What to work on:
Write out the records starting at the line containing "[tag] one dot per instance, sample [446,372]." and ending at the end of the records as a two-column CSV with the columns record_text and answer. Give one row per record, put each field in double quotes, and replace any line breaks with spaces.

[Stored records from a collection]

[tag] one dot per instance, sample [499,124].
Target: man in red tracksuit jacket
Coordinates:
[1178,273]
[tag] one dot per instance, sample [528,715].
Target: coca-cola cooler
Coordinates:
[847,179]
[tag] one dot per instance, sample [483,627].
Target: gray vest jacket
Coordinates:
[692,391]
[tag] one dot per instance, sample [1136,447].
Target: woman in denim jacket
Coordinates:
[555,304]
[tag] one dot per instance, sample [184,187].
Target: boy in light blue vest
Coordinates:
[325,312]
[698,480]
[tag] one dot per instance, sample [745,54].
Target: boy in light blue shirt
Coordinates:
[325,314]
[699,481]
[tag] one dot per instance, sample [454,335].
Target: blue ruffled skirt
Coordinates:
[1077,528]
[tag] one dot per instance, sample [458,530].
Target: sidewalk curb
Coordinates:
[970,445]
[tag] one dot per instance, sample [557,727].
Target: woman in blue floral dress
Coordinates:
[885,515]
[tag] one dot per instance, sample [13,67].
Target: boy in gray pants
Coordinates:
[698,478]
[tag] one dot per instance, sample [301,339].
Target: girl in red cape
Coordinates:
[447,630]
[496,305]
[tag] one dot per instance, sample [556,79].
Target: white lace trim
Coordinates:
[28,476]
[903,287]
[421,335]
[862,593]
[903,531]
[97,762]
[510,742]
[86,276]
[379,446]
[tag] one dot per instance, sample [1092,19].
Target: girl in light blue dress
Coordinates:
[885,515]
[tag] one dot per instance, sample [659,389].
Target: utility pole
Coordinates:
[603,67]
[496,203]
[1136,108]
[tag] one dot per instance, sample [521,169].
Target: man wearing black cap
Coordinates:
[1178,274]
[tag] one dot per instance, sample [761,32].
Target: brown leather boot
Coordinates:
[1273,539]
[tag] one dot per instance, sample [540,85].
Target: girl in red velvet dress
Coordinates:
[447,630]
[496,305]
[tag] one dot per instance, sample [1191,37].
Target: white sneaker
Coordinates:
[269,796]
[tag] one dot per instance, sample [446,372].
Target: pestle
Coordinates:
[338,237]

Solution to this problem:
record_text,answer
"[tag] one dot per instance, sample [446,372]. Target: pestle Coordinates:","[338,237]"